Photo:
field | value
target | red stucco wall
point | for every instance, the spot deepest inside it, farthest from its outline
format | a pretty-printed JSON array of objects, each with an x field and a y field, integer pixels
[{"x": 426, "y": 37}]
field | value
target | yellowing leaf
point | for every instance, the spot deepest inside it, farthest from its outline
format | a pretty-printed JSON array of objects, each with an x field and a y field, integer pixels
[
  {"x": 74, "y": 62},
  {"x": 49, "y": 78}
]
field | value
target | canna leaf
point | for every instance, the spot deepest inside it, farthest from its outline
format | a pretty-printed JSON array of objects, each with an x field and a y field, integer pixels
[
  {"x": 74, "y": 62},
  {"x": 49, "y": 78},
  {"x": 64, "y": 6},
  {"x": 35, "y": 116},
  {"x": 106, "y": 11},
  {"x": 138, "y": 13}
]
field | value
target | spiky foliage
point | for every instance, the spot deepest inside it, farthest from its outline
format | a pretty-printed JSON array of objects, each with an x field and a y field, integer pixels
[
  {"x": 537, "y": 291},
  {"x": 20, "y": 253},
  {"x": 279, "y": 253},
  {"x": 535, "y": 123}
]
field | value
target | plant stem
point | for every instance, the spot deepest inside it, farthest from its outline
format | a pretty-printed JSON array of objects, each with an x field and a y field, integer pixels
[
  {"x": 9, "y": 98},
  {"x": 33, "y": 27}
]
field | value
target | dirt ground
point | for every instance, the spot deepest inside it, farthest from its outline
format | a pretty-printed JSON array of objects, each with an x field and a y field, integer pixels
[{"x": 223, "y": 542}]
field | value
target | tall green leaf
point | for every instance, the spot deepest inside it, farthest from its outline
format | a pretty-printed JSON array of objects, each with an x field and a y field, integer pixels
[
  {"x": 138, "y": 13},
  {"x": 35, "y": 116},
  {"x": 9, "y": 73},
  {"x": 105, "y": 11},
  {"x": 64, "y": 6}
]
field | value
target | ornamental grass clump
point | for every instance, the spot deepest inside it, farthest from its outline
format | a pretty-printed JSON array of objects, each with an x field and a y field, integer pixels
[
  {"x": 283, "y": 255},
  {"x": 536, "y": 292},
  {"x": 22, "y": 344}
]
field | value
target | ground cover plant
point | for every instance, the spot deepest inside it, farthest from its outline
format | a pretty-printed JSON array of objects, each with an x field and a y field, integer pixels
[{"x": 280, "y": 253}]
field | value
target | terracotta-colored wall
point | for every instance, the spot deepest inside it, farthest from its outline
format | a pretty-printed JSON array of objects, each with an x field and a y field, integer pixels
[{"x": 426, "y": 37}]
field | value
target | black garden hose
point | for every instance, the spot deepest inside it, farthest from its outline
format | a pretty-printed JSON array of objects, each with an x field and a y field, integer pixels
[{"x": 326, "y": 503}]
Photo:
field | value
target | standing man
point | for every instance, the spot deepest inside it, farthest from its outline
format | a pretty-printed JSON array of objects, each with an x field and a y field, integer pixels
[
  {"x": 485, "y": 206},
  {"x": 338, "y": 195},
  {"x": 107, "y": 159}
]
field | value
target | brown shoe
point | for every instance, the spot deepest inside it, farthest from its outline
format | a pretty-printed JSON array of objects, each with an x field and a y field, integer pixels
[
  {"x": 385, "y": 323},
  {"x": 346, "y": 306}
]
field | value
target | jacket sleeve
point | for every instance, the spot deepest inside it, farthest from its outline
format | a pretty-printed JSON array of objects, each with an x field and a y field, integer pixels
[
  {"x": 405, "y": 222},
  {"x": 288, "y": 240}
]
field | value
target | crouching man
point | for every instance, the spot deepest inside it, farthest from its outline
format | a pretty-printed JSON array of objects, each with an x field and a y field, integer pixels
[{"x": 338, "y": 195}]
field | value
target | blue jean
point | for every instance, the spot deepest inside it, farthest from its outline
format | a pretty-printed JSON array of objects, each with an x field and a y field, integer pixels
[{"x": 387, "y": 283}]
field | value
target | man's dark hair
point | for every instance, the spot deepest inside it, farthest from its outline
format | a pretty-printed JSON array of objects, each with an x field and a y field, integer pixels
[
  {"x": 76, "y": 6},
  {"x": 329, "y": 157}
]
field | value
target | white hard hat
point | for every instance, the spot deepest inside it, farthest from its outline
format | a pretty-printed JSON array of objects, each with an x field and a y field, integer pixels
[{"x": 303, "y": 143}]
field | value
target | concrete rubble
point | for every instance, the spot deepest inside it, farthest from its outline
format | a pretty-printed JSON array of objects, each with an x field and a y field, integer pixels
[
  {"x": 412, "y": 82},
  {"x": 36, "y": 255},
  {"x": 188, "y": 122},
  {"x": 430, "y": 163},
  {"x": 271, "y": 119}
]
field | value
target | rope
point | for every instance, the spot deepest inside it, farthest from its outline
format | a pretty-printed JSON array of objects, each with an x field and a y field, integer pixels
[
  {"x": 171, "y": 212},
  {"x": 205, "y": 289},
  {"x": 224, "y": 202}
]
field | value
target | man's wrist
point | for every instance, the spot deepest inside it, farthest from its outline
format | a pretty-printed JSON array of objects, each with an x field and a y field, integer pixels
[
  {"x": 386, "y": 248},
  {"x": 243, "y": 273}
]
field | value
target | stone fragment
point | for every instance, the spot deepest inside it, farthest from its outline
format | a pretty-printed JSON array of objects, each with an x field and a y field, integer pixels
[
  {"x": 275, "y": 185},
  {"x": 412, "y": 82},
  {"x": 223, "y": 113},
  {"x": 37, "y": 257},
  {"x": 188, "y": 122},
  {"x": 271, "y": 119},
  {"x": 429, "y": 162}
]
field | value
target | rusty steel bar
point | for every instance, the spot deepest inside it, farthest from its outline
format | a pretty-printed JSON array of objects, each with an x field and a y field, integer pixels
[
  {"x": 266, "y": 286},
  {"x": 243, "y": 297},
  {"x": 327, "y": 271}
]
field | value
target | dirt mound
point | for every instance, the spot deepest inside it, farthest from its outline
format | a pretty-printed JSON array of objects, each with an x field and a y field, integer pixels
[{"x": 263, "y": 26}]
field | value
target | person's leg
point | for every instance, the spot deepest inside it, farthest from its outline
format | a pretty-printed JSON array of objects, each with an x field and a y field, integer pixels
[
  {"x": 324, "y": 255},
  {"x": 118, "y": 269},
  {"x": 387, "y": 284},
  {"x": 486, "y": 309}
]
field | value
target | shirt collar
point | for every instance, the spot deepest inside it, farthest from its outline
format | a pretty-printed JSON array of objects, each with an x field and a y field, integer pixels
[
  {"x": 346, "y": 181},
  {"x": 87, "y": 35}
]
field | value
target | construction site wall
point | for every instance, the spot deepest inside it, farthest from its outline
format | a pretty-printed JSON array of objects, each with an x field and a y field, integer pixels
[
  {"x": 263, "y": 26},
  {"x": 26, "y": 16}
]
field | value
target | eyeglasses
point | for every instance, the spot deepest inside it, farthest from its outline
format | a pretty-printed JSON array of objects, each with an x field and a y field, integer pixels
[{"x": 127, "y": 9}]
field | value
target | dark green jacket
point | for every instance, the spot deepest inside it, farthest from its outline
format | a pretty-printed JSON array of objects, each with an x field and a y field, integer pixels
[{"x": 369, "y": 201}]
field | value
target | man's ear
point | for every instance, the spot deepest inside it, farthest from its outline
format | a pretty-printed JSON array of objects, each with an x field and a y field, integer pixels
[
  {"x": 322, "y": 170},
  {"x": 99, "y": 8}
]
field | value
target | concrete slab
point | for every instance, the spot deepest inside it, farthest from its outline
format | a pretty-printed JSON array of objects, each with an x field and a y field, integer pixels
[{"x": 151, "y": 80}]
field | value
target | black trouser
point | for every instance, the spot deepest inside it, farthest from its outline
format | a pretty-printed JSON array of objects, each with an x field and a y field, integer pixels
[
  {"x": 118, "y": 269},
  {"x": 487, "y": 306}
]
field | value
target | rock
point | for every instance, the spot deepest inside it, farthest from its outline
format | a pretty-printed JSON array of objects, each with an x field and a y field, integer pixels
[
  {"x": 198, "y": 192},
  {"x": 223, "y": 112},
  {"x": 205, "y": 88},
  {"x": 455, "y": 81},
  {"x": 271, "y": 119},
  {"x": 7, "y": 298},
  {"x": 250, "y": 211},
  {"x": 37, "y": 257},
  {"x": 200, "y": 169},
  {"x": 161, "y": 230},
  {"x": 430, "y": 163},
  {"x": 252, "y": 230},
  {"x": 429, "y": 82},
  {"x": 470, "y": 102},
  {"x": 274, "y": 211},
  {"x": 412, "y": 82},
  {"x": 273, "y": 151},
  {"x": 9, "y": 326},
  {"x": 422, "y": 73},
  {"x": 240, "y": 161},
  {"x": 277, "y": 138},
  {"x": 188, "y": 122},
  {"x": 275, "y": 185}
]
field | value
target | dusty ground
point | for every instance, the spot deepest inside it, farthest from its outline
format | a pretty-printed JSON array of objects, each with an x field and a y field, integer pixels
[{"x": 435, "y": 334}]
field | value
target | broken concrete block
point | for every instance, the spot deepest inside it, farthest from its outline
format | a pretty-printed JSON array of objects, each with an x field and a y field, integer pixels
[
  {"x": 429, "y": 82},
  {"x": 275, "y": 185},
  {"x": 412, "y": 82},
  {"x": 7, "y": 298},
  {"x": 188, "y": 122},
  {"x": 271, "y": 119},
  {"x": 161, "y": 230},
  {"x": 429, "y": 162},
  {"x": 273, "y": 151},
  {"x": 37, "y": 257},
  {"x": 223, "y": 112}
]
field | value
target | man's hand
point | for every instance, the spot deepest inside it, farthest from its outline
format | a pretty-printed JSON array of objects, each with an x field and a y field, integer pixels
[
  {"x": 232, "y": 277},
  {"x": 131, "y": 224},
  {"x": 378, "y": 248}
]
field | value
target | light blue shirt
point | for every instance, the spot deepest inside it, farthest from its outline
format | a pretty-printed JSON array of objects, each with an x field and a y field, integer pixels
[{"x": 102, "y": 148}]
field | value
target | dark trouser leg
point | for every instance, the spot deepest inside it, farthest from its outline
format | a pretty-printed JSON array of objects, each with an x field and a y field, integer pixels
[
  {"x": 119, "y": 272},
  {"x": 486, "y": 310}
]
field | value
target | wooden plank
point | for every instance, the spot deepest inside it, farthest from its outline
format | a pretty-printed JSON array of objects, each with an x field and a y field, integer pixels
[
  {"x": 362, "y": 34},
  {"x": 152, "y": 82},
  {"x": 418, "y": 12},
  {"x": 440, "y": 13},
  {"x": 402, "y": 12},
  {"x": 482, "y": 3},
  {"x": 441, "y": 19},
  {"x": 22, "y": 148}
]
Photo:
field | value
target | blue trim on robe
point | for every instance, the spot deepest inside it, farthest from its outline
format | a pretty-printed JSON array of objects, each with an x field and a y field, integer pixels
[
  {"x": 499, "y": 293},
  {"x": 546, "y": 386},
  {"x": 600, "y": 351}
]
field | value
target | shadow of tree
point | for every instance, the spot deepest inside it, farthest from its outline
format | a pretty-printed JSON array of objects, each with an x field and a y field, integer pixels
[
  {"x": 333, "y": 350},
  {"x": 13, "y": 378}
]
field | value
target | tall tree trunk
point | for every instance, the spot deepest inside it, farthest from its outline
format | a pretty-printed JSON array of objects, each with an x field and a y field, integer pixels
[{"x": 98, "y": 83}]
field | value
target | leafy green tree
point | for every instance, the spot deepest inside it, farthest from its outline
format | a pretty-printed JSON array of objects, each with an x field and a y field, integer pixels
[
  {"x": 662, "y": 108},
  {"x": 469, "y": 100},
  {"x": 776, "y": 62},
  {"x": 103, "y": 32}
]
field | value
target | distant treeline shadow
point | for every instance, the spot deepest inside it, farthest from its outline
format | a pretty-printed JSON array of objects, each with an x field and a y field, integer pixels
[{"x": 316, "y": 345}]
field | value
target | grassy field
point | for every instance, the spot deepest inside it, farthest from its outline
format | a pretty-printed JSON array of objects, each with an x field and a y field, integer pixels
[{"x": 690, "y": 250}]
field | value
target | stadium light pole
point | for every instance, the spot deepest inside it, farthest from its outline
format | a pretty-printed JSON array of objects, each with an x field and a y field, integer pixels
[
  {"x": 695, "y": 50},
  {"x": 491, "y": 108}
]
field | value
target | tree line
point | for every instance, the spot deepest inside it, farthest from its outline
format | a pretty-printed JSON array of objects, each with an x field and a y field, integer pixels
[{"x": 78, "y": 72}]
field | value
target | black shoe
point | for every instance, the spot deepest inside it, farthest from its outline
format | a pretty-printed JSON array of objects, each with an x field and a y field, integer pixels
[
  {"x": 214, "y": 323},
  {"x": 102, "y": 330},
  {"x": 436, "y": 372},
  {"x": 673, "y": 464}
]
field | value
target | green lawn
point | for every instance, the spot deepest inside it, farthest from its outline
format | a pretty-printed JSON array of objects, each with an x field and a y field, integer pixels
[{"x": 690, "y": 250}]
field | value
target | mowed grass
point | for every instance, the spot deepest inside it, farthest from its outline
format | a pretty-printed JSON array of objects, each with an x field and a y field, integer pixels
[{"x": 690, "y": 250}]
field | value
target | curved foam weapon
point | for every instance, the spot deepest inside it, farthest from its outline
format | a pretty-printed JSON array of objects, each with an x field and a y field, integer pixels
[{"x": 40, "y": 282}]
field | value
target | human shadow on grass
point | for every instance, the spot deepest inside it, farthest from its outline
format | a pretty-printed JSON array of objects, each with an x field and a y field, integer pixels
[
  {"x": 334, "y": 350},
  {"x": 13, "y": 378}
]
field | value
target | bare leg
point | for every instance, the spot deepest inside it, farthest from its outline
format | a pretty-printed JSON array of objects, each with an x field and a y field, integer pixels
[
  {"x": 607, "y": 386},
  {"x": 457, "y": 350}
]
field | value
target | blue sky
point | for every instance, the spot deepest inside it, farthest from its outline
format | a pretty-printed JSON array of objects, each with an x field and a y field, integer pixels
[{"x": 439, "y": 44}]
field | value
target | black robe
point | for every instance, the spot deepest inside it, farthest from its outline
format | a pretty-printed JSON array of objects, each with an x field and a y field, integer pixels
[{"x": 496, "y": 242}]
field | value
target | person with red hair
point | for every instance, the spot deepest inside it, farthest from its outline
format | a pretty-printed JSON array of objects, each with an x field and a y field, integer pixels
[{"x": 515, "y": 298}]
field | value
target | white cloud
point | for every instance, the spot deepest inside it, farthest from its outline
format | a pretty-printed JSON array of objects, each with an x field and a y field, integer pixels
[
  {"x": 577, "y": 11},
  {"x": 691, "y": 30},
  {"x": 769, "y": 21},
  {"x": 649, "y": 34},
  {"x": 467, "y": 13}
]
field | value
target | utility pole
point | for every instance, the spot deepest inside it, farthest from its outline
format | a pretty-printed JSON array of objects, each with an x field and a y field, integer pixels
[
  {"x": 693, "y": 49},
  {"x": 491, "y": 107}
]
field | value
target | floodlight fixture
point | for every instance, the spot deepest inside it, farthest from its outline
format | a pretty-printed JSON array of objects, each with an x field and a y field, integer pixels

-.-.-

Locate and copy every line of the records above that contains the string "person", matching case exactly.

target | person's leg
target | person with red hair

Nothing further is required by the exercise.